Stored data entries
BEGIN
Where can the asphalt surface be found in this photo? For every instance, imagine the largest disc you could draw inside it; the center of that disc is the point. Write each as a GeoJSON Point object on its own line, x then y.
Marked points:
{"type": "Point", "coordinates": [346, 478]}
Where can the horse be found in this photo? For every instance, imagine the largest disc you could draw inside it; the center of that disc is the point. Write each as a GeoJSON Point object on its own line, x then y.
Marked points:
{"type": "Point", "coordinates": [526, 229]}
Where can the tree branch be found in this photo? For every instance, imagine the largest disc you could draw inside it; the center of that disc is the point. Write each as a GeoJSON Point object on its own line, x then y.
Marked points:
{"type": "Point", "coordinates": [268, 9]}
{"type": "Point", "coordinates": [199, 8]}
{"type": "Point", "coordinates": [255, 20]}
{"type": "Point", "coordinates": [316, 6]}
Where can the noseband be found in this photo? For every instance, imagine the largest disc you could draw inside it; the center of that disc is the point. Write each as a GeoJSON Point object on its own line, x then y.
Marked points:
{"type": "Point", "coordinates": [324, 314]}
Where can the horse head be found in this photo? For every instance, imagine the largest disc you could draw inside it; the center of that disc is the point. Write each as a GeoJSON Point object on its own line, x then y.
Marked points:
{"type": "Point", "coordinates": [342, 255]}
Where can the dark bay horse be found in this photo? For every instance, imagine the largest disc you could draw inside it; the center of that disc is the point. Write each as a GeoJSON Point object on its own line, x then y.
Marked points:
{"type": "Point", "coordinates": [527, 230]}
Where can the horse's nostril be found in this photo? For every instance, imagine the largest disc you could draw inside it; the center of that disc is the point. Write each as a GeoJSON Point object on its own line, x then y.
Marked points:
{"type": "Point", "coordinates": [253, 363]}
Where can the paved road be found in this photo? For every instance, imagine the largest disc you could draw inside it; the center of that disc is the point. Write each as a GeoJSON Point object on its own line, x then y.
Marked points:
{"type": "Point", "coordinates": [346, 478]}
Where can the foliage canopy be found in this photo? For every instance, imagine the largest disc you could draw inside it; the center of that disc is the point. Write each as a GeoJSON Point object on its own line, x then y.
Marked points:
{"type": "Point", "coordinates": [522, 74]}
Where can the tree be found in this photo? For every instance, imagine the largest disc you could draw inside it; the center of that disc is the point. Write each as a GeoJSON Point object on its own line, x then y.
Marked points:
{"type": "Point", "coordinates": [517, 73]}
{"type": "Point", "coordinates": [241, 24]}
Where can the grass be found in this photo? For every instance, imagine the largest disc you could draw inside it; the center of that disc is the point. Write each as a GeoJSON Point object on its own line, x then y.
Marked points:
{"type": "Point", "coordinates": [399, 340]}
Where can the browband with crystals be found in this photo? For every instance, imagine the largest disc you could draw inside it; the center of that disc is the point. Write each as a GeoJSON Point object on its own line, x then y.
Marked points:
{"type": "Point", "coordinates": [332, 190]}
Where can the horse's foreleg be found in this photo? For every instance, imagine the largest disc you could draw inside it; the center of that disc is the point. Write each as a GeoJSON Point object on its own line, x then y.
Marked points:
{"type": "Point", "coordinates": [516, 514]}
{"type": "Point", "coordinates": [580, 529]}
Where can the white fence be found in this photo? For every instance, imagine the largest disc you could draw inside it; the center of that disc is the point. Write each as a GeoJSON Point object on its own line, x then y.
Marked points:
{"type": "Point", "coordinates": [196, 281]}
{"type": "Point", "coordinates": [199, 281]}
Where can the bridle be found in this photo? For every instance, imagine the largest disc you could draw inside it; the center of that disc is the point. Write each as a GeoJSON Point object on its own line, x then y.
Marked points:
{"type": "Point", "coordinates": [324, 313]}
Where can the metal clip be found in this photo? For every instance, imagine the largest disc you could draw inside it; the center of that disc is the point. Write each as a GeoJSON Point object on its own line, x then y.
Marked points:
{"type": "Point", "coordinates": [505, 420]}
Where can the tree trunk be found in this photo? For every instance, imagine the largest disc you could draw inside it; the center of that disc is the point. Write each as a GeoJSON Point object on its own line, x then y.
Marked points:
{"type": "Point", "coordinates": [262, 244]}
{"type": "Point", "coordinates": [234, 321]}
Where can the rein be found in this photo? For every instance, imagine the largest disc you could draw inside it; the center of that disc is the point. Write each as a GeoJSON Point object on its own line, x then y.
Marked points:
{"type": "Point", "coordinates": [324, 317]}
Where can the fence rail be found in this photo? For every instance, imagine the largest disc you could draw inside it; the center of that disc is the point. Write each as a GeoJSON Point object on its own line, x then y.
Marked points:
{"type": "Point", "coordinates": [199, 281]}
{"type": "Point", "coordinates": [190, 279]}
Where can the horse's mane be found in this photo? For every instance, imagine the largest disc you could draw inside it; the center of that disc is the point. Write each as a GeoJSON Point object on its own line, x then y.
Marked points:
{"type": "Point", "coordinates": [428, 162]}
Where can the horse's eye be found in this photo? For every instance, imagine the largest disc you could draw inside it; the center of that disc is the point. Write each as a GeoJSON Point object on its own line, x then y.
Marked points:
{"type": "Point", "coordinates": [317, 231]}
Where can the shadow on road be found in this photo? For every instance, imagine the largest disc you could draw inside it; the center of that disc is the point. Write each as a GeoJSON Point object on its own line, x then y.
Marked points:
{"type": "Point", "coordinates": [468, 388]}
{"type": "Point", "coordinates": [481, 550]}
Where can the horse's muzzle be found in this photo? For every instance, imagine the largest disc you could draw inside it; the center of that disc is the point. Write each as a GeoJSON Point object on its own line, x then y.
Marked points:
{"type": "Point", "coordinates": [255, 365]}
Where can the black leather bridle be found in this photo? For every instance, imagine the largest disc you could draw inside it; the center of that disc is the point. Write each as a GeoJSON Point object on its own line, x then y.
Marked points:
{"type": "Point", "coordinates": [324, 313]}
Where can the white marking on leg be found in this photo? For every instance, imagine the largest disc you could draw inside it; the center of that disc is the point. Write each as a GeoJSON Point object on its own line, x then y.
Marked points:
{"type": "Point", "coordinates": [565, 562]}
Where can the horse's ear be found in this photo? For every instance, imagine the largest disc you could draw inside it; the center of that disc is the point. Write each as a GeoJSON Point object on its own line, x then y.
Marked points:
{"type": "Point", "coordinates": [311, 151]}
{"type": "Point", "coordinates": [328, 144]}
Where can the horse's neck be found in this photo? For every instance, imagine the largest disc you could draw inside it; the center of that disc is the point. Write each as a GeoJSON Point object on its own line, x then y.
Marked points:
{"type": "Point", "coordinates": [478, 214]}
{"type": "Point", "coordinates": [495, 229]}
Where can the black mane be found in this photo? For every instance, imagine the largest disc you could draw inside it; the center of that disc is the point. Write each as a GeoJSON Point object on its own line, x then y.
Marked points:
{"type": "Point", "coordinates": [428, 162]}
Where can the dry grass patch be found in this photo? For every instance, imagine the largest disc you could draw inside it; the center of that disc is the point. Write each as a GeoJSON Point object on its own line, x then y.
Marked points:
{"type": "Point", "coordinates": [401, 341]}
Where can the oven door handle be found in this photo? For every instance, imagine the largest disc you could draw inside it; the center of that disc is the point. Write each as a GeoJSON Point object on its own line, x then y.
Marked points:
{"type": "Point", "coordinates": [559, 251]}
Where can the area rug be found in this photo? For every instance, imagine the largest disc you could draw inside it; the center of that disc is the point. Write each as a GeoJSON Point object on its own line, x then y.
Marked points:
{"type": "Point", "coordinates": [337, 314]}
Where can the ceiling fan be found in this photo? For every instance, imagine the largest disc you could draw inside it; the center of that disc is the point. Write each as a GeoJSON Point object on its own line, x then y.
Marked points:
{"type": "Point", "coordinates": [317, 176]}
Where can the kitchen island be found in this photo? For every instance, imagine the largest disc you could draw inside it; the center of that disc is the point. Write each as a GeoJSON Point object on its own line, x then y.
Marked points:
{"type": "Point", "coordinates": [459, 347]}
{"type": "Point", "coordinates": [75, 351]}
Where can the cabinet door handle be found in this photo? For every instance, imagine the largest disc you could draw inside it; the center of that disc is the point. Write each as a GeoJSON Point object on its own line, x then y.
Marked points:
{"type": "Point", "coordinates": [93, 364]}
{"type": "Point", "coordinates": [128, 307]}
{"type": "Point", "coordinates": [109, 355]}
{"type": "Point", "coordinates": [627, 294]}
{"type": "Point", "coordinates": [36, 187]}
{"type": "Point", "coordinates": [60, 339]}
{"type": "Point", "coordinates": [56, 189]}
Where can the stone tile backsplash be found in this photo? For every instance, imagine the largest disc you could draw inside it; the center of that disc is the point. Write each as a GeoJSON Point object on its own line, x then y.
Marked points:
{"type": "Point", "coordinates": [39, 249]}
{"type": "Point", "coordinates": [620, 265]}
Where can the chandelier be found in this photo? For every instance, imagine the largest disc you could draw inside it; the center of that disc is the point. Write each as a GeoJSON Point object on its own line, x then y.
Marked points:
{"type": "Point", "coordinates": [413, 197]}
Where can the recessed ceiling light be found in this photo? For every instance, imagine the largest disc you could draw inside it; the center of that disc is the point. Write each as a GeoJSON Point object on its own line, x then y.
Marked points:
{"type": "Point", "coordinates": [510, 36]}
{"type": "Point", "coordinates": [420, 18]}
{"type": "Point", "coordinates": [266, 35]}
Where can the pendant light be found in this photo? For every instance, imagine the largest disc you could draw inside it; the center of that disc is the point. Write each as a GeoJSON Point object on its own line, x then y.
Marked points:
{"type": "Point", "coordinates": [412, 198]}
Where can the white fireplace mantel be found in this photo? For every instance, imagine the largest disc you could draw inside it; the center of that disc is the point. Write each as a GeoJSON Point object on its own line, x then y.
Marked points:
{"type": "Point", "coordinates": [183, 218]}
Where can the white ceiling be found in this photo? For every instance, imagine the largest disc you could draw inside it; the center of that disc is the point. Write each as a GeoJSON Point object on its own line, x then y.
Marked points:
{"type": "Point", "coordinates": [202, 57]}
END
Starting at the first line of the records above, please copy each line exactly until you reach the line containing "Where can the noseband". Include that line and stop there.

Where can the asphalt surface be found in this photo? For every instance, imagine the largest disc you could draw inside it; the center of that disc is the point. Write each as a GeoJSON Point object on its own line, x then y.
Marked points:
{"type": "Point", "coordinates": [346, 478]}
Where can the horse be found in this photo? For every instance, imagine the largest disc you could draw inside it; the center of that disc is the point. Write each as a GeoJSON Point object on its own line, x then y.
Marked points:
{"type": "Point", "coordinates": [526, 229]}
Where can the tree branch be found in this photo? For every instance, imagine the largest disc you could draw inside it; the center of that disc is the point. Write each as a GeoJSON Point object on its own line, x then y.
Marked points:
{"type": "Point", "coordinates": [268, 9]}
{"type": "Point", "coordinates": [199, 8]}
{"type": "Point", "coordinates": [255, 20]}
{"type": "Point", "coordinates": [316, 6]}
Where can the noseband be found in this photo? For every instance, imagine the largest disc you could draw inside it; the center of that disc is the point. Write each as a GeoJSON Point object on its own line, x then y.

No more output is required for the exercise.